=== Section Start ===

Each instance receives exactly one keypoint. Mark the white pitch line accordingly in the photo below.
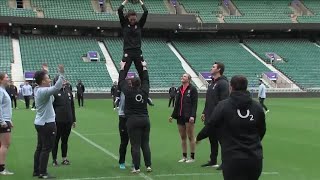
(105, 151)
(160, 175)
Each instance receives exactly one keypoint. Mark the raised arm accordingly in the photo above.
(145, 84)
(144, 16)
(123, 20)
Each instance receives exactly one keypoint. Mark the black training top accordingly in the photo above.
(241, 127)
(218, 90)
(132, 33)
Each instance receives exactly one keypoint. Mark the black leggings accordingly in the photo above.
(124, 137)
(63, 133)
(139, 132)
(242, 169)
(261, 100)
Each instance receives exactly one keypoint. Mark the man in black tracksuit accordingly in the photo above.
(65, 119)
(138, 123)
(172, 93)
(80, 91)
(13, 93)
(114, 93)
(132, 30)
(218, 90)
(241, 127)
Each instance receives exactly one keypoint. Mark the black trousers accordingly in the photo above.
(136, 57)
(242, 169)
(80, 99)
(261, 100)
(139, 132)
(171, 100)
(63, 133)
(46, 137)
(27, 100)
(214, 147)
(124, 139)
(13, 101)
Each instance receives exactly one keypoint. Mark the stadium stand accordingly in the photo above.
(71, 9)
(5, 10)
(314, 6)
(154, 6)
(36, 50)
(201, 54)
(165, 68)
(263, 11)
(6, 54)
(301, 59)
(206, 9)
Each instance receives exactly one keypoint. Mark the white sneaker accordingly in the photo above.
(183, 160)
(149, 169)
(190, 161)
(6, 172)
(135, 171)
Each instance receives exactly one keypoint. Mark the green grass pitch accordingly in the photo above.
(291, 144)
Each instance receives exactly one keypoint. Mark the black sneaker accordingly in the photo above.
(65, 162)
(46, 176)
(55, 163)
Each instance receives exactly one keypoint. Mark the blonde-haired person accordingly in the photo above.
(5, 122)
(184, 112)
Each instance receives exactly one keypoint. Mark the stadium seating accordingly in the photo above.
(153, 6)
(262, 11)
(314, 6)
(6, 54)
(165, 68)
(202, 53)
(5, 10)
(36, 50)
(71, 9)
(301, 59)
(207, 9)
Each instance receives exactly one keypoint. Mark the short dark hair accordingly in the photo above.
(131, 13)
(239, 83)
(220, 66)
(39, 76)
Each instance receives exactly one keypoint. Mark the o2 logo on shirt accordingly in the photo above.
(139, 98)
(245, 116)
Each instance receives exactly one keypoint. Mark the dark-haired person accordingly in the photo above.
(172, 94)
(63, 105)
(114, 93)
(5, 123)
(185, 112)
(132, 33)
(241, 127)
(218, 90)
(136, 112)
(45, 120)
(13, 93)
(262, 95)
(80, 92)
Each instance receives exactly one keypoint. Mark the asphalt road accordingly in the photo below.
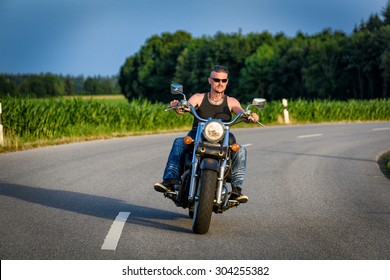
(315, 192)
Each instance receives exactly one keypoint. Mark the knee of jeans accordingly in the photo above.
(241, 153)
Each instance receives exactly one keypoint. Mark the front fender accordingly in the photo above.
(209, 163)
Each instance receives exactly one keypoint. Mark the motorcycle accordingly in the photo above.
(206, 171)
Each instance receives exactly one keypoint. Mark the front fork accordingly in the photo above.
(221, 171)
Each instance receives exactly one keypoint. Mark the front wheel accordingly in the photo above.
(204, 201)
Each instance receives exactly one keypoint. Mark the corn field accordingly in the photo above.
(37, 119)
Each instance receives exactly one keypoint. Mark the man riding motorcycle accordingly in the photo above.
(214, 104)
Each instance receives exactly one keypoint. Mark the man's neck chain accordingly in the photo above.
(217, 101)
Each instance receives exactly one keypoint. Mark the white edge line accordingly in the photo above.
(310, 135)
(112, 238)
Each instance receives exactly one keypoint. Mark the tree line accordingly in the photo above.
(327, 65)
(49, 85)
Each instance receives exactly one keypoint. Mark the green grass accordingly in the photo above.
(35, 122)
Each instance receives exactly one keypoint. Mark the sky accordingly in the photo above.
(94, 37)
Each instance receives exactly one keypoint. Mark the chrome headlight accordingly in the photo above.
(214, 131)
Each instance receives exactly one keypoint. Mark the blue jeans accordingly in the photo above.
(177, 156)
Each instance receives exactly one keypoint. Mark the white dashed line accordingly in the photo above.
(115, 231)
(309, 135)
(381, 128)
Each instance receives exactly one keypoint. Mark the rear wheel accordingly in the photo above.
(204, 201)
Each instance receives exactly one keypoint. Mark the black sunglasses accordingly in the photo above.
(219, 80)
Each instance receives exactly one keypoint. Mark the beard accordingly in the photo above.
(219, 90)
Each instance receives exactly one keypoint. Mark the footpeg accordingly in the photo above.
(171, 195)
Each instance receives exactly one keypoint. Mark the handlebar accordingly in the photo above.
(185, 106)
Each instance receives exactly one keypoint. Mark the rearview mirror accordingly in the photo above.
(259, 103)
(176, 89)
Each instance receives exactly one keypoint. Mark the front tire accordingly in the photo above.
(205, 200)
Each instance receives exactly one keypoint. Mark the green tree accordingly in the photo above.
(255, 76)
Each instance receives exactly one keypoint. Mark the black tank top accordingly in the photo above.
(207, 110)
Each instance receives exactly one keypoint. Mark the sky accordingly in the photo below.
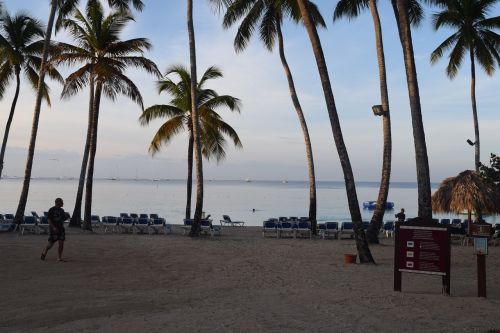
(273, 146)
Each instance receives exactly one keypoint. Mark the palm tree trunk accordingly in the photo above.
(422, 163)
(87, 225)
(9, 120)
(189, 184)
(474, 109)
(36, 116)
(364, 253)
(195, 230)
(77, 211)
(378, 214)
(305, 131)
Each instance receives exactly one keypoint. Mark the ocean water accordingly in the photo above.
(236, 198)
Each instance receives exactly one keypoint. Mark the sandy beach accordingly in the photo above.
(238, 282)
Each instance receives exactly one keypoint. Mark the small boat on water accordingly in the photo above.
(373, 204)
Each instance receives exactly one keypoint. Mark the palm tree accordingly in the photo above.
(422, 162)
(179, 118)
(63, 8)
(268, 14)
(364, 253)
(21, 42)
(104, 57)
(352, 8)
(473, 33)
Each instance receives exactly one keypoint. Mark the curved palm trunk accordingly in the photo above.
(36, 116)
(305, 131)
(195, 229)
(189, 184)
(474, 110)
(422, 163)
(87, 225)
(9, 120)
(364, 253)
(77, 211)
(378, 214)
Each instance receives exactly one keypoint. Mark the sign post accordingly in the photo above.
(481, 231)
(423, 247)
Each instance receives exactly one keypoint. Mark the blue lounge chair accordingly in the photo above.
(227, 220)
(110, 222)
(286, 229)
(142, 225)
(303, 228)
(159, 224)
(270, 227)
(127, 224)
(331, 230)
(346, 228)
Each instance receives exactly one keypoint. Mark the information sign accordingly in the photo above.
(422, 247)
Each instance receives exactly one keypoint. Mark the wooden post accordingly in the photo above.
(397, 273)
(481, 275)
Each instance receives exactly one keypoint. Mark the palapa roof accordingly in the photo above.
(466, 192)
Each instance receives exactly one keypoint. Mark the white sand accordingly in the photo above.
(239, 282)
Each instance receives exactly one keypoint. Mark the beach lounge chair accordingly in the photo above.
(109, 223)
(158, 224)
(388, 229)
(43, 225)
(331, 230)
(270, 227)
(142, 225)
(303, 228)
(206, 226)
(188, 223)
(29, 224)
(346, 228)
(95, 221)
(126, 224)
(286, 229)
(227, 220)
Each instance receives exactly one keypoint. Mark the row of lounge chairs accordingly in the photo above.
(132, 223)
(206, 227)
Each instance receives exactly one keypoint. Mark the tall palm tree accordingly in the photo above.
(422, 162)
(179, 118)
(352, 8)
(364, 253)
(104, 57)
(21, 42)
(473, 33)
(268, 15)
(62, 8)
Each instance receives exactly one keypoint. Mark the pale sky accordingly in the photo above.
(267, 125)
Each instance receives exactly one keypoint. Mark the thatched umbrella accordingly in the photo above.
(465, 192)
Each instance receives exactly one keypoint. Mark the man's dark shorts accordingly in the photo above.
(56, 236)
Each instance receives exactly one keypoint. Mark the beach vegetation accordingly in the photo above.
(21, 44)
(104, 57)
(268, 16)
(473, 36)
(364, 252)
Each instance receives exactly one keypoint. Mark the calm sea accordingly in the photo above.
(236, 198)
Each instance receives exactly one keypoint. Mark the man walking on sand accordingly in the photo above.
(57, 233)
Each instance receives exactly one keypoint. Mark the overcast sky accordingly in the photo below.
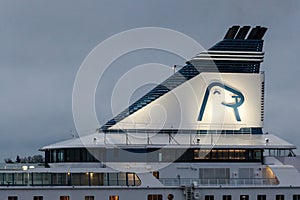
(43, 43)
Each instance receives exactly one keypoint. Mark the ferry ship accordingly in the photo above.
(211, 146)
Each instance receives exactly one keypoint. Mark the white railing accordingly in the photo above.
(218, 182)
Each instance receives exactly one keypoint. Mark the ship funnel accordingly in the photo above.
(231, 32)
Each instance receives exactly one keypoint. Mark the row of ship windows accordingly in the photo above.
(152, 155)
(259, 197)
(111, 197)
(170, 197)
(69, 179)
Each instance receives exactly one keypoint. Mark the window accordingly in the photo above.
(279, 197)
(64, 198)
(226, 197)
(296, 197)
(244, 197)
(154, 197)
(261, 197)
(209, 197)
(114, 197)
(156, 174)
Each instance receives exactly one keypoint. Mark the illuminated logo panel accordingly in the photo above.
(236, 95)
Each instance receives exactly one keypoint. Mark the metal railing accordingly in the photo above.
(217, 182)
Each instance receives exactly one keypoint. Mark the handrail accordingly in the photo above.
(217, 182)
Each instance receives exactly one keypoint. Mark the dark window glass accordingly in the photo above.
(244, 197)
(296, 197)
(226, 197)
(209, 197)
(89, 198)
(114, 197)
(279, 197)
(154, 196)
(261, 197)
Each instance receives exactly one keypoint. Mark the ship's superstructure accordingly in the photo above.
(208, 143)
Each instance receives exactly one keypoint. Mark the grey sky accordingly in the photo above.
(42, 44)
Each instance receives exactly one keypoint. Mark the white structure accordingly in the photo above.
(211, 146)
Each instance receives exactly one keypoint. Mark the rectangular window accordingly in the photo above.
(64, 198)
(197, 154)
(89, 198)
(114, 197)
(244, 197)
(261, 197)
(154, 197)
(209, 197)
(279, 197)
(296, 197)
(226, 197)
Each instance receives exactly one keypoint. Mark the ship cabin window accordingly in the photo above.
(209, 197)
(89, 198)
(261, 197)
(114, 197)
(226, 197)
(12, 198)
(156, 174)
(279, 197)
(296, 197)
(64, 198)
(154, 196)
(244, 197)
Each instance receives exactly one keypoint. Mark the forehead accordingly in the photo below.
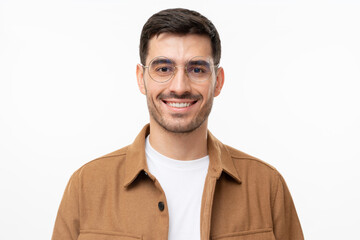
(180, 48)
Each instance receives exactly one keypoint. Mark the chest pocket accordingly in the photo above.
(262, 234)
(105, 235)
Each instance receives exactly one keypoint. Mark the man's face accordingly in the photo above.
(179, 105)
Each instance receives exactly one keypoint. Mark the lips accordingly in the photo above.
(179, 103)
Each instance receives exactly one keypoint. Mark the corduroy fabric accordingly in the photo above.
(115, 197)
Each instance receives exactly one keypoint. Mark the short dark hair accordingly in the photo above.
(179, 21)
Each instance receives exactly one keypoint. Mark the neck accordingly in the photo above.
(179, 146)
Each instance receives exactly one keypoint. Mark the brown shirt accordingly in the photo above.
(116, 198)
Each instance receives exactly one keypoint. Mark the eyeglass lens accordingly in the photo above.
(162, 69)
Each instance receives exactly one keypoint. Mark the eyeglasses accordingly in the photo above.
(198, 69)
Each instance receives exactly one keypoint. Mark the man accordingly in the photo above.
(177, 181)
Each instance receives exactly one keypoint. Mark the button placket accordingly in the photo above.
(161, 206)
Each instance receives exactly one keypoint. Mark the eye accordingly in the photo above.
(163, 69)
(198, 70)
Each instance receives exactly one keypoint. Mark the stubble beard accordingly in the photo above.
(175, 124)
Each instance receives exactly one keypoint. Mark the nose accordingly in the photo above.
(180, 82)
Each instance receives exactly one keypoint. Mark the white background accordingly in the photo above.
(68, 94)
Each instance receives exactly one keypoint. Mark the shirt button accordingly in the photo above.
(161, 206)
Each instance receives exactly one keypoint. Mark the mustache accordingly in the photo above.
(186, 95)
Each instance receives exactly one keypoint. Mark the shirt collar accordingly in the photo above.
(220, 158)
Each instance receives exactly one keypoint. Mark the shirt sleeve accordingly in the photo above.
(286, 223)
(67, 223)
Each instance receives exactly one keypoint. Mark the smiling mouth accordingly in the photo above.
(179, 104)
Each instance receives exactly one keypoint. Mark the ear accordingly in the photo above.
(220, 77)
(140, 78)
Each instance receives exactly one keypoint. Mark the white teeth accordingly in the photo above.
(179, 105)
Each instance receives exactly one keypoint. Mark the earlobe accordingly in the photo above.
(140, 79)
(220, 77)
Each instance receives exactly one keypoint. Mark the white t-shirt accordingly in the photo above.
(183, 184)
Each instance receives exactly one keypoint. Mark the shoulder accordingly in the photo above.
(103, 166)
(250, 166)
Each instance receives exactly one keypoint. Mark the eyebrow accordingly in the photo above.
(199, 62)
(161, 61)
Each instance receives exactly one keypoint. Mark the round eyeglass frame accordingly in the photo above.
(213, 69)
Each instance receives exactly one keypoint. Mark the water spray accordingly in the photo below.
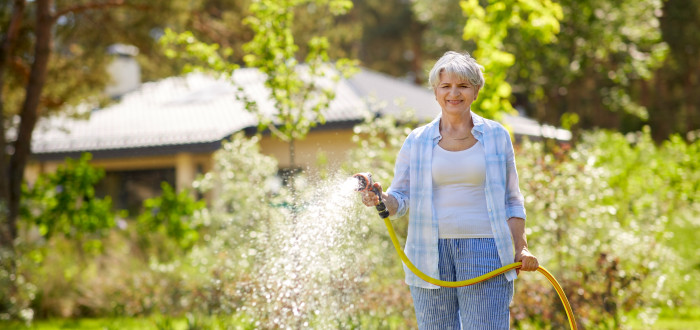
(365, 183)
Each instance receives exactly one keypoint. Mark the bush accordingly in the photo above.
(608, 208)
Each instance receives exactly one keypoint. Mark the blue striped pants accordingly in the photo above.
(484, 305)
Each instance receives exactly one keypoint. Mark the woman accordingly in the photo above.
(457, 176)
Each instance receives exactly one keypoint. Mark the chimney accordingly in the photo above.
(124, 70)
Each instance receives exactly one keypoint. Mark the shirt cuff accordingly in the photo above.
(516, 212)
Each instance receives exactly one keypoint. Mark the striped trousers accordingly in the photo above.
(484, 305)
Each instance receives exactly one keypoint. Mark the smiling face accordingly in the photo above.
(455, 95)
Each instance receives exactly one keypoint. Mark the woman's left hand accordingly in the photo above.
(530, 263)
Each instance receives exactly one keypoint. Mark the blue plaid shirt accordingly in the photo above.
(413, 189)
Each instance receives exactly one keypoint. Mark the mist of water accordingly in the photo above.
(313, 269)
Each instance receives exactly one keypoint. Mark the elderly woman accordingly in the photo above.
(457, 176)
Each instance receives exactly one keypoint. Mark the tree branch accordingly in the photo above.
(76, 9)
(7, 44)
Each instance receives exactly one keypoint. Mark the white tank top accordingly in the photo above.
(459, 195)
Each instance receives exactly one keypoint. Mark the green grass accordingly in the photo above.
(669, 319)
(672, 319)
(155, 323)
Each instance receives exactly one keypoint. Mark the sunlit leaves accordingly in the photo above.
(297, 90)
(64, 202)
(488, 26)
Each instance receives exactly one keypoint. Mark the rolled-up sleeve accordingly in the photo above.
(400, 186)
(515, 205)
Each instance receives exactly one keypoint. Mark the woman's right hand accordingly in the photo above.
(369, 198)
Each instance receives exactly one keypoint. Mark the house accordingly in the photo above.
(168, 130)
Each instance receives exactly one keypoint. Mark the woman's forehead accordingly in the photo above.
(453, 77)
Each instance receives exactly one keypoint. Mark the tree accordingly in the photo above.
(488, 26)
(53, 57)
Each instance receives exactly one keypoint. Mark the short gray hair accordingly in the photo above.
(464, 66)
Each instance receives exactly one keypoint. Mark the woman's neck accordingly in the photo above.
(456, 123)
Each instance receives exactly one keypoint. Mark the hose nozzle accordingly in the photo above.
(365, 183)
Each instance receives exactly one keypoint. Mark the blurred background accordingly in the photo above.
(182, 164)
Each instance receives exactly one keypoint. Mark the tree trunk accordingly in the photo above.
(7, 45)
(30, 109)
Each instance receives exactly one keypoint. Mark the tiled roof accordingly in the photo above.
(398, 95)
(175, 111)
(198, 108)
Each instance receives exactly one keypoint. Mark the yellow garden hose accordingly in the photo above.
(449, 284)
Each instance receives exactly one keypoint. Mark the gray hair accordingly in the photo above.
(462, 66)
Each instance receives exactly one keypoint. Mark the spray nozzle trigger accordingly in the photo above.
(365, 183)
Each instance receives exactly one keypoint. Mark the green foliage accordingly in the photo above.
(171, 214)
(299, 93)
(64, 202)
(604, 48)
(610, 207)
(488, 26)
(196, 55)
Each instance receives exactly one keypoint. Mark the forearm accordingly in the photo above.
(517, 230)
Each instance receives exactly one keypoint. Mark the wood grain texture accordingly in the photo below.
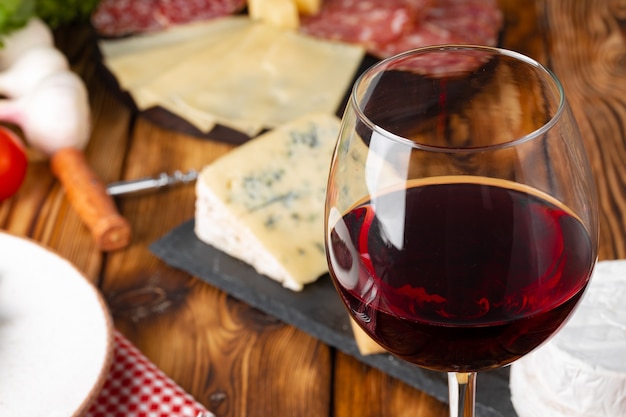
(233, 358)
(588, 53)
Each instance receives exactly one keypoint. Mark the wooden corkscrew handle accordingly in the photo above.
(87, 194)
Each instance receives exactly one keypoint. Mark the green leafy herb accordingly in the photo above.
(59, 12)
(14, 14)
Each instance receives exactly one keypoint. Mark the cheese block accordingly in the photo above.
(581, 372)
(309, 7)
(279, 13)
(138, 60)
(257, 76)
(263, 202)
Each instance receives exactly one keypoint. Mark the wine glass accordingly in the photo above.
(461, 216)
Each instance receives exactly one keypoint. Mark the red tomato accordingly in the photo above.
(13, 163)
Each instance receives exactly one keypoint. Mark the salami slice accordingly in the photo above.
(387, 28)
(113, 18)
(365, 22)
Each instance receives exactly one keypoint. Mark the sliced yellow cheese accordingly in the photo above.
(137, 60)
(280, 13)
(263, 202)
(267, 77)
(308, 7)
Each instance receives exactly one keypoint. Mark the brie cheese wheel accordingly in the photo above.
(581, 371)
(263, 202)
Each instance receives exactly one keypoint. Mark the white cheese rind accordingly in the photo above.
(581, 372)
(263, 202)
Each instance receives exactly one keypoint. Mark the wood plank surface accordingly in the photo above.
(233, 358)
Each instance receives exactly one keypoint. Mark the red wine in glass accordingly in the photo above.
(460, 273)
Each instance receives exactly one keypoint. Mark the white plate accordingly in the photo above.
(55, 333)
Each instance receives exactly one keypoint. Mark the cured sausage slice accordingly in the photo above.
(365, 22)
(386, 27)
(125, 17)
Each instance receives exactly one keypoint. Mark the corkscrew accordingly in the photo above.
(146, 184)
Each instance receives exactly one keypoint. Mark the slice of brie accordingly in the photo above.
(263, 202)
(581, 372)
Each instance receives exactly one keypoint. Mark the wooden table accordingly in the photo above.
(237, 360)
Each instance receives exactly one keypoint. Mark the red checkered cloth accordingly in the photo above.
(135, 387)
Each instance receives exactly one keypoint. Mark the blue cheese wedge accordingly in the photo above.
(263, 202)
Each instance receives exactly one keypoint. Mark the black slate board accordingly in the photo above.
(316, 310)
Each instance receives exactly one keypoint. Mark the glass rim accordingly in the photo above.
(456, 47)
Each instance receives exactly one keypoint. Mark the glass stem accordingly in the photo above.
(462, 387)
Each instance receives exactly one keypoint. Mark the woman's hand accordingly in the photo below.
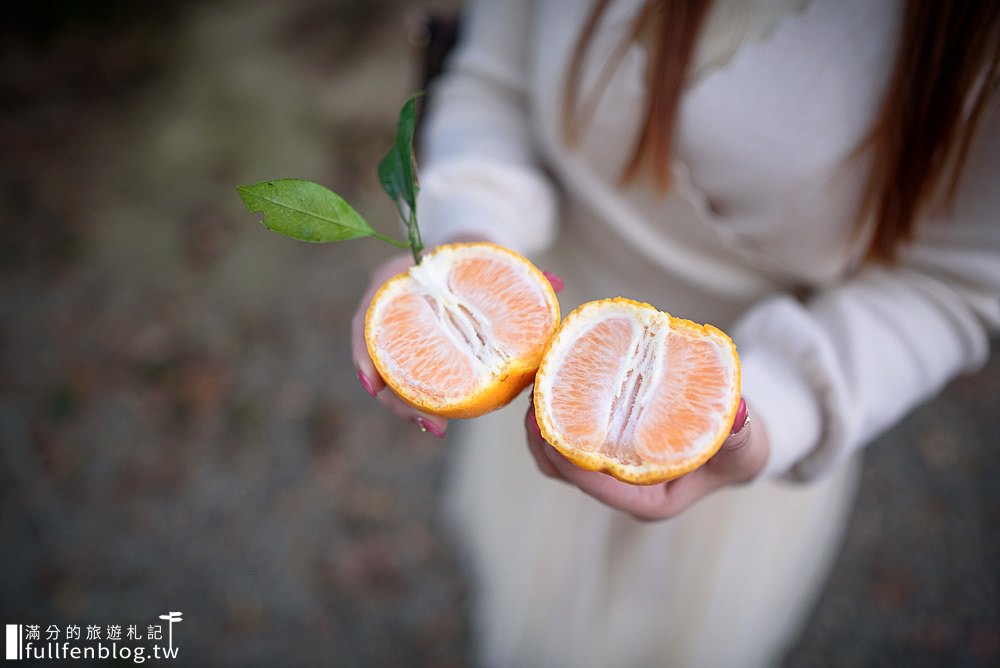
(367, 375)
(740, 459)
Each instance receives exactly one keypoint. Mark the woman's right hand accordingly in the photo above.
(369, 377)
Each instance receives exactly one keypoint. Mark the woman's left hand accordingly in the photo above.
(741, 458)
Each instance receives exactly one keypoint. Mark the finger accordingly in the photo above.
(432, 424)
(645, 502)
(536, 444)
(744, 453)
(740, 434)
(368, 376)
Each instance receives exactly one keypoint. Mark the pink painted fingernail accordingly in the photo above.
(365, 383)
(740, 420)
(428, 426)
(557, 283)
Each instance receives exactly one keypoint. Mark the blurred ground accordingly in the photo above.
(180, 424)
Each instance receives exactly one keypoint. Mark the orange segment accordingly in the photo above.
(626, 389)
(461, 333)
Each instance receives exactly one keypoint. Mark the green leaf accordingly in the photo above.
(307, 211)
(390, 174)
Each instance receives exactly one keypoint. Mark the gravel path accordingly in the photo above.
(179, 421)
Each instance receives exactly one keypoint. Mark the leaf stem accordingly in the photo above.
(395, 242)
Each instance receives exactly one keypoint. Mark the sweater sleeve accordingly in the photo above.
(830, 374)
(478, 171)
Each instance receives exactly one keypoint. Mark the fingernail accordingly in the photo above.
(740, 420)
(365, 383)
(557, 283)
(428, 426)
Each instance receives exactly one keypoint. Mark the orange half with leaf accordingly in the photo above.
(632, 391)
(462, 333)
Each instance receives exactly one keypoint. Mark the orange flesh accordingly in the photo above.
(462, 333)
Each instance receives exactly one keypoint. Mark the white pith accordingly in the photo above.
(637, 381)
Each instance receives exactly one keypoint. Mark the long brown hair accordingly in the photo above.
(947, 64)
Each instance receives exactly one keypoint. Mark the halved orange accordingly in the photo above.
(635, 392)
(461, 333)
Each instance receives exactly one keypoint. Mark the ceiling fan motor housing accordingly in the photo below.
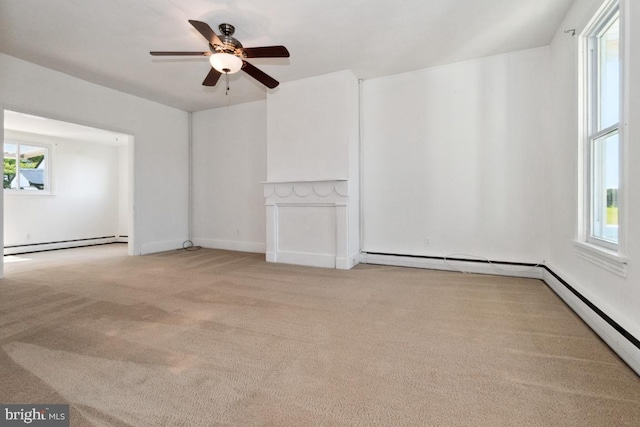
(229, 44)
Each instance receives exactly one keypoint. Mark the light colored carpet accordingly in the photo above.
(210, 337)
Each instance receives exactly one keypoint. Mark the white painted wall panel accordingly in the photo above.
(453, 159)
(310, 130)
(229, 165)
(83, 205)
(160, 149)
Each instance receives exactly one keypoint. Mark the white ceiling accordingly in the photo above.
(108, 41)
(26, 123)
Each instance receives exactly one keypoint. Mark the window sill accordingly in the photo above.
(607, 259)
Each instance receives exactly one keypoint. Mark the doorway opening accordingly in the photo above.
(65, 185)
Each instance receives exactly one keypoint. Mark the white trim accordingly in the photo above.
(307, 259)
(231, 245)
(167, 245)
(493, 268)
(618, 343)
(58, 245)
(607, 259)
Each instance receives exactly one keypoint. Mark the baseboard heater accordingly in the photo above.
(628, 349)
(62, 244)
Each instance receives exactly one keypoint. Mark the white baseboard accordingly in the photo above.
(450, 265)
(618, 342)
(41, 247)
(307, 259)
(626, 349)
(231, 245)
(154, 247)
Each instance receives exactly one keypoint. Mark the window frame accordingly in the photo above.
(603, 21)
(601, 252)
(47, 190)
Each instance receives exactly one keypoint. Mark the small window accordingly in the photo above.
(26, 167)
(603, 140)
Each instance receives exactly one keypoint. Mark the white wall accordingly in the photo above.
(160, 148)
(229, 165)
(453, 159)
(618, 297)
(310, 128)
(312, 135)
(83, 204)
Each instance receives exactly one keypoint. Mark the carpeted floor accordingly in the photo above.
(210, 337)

=== Section End ===

§ **INSTRUCTIONS FOR THE TASK**: Send back exactly the lines of the listing above, beginning at the line containing "Each instance receives exactly one keypoint. Mark the carpeted" and ending with the last. Add nothing.

§ **TASK OUTPUT**:
Each instance receives exactly one keypoint. Mark the carpeted floor accordingly in the photo above.
(210, 337)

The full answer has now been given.